*Bloco de texto*.
• • • •
Pai do Brasil "moderno"?

DO ENVIADO AO RIO

O painel que "Bastidores" traça da vida de Cauby Peixoto é útil e importante menos para biografá-lo que para redimensionar o significado incômodo guardado há 50 anos (e até hoje) numa das figuras mais esdrúxulas deste país tropical.
Em primeiro lugar, fica do livro (apesar da excessiva paixão que o autor faz transbordar de seu passeio pela vida do artista) a noção (bastante plausível) de que Cauby foi um dos maiores cantores brasileiros de todos os tempos, mas aprisionado num repertório que não tinha direção alguma.
Cauby cantava o que lhe passasse pela frente, fosse no espírito mais cool do jazz ou da mais deslavada cafonice. Tudo isso sempre coube num jarro só e está presente até em discos que o livro defende como essencialmente "chiques", como "Cauby! Cauby!" (80), que promoveu a inusitada (e incomum) renascença de um dos muitos artistas "antigos" que haviam sido soterrados por sucessivas avalanches (bossa nova, jovem guarda, tropicália).
• • • •
*Material fornecido*.
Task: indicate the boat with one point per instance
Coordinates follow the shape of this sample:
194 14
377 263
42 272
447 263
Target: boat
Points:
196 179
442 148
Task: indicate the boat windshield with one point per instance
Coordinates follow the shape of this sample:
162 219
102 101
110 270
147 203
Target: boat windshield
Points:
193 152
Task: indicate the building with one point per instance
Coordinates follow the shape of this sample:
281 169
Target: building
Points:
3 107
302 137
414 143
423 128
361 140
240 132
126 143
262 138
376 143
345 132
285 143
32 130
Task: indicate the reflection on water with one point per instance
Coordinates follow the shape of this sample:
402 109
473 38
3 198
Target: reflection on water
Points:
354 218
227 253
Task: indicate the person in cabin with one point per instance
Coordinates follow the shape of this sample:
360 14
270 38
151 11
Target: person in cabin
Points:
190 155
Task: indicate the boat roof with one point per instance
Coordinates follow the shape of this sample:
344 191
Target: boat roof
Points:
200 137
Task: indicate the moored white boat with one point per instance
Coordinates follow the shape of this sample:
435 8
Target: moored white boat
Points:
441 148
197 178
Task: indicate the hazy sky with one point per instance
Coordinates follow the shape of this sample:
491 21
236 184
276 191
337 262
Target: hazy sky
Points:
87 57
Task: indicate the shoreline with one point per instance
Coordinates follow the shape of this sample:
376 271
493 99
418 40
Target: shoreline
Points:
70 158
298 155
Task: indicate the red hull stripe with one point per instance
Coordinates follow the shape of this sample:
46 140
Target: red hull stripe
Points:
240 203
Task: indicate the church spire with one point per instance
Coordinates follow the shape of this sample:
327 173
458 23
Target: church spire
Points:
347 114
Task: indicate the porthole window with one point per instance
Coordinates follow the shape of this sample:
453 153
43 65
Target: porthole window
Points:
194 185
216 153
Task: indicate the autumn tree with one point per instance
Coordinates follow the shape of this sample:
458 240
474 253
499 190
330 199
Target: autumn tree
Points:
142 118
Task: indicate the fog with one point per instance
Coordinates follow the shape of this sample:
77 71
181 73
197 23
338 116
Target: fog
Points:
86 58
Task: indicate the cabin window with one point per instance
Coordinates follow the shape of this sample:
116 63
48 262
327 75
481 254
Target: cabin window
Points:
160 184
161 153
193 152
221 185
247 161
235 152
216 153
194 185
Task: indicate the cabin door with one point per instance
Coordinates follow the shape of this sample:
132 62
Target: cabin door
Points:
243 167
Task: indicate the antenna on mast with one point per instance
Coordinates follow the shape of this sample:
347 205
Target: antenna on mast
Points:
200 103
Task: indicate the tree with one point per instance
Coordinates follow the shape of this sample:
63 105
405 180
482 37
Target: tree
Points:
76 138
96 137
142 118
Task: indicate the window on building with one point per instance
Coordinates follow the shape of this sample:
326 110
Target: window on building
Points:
• • • •
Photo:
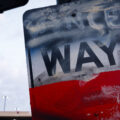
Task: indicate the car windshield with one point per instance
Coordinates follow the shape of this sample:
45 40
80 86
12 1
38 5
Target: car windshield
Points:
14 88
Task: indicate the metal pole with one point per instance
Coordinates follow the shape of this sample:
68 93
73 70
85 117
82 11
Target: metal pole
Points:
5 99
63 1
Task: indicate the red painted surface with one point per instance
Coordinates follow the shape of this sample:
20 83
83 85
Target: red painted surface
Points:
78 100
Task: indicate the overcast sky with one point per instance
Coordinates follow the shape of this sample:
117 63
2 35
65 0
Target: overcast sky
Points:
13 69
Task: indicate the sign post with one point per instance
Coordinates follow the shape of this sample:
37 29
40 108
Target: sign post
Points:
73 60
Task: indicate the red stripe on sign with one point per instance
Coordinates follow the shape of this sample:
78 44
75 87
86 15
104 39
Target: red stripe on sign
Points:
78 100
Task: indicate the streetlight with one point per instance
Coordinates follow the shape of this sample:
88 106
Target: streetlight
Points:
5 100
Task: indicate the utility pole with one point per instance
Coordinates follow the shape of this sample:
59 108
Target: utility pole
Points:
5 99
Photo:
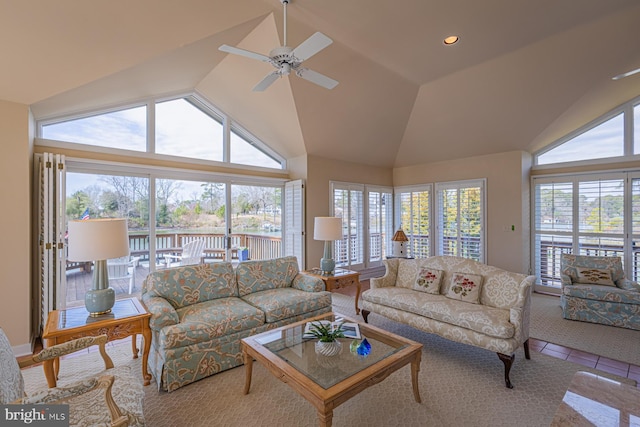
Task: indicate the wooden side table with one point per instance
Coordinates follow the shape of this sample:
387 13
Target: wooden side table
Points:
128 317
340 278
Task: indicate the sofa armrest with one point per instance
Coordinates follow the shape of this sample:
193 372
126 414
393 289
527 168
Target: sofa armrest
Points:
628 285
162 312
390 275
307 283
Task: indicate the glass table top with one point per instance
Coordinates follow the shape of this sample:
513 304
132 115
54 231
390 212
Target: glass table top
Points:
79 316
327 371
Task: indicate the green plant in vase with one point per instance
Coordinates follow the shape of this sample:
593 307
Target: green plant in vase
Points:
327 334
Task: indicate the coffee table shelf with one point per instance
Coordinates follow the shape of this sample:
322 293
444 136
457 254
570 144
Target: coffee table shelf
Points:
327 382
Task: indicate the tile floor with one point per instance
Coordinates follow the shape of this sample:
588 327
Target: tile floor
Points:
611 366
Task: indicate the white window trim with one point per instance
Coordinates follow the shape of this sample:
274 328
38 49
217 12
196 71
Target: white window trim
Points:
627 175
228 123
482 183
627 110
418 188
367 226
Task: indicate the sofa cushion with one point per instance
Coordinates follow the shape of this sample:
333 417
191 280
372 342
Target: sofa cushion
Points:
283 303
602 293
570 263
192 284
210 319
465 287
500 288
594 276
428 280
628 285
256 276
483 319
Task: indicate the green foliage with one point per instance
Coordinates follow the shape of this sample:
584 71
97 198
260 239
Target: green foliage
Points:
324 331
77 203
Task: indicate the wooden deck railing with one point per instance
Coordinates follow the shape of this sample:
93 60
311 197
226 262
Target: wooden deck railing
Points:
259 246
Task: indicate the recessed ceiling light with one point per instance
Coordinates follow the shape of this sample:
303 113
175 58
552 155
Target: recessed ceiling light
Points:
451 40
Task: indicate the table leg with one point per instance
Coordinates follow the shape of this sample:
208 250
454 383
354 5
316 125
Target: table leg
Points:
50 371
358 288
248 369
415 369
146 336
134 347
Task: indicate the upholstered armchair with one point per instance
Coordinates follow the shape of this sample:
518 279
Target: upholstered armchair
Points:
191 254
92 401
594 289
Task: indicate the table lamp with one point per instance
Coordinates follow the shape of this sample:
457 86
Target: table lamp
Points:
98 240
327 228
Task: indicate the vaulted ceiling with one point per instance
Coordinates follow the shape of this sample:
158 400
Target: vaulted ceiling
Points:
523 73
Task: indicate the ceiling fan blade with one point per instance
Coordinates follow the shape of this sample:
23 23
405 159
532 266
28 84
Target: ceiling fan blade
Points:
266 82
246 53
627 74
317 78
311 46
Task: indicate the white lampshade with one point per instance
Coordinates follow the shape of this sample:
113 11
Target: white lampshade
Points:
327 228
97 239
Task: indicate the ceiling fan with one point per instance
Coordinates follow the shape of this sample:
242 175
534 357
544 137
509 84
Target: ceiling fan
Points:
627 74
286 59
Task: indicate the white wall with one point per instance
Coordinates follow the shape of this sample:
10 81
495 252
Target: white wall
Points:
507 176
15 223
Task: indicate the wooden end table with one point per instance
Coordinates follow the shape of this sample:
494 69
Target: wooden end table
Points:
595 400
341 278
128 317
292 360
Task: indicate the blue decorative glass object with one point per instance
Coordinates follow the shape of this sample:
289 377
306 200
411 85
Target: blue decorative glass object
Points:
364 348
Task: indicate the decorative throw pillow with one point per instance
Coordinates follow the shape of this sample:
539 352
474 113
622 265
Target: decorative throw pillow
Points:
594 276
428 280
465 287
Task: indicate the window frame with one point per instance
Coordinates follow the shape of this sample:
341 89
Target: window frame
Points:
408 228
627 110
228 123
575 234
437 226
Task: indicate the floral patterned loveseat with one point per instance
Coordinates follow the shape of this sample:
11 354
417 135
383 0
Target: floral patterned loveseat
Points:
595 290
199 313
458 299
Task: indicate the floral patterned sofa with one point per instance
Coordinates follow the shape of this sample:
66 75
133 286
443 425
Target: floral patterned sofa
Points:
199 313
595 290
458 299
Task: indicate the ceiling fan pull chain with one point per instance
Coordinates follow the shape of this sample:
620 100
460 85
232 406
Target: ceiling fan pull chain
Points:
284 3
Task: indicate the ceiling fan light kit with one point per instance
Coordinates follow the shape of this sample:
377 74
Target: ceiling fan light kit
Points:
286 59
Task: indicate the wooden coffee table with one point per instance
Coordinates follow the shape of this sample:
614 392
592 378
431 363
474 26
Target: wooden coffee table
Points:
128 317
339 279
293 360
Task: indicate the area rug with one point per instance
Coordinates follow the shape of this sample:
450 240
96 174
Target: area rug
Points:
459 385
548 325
• • • •
*Enunciado 1*. Segundo o texto sobre Cauby Peixoto, quais movimentos musicais aparecem como as sucessivas avalanches que soterraram artistas "antigos"? Liste todos.
*Enunciado 2*. No texto sobre Cauby Peixoto, que disco, indicado com o ano 80, o livro defende como essencialmente "chique"?
*Enunciado 3*. Prossiga com o texto sobre Cauby Peixoto a partir do ponto em que ele termina.

*Resposta 1*. bossa nova, jovem guarda, tropicália

*Resposta 2*. "Cauby! Cauby!"

*Resposta 3*.
Viajando entre os dois extremos, ele era a improbabilidade, e provou o impossível: existia. Daí vêm as grandes revelações de "Bastidores", que o tom às vezes simplório do livro não prejudica.
O que se esqueceu sobre Cauby é que ele foi um ídolo de massa, um beatle, um Michael Jackson, um menudo, guardadas todas as proporções. Mais que isso, peitava corajosamente, já em 54, a encrenca de sua sexualidade, er, pouco convencional.
Hoje se sabe que Juscelino Kubitschek e a bossa nova modernizaram o Brasil no final dos anos 50, e todo mundo se lembra da convulsão sexual que Ney Matogrosso e seus Secos & Molhados causaram no Brasil dos anos 70.
Ironicamente, andava esquecido que em algum nó entre a construção de Brasília e o desbunde embalado por tortura e assassinato houve um pioneiro colorido, caricatural, talvez o pai meio ridículo de muito do que houve de transformação comportamental e cultural no Brasil "moderno".
"Bastidores", com excessos e descuidos, pode até parecer livro de fofoca malcontada. Mas trazer à tona esse pedaço incômodo do passado recente do Brasil é mérito para ninguém botar defeito.
(PEDRO ALEXANDRE SANCHES)


Bastidores - Cauby Peixoto - 50 Anos da Voz e do Mito
   
Autor: Rodrigo Faour
Editora: Record
Quanto: R$ 49 (506 págs.)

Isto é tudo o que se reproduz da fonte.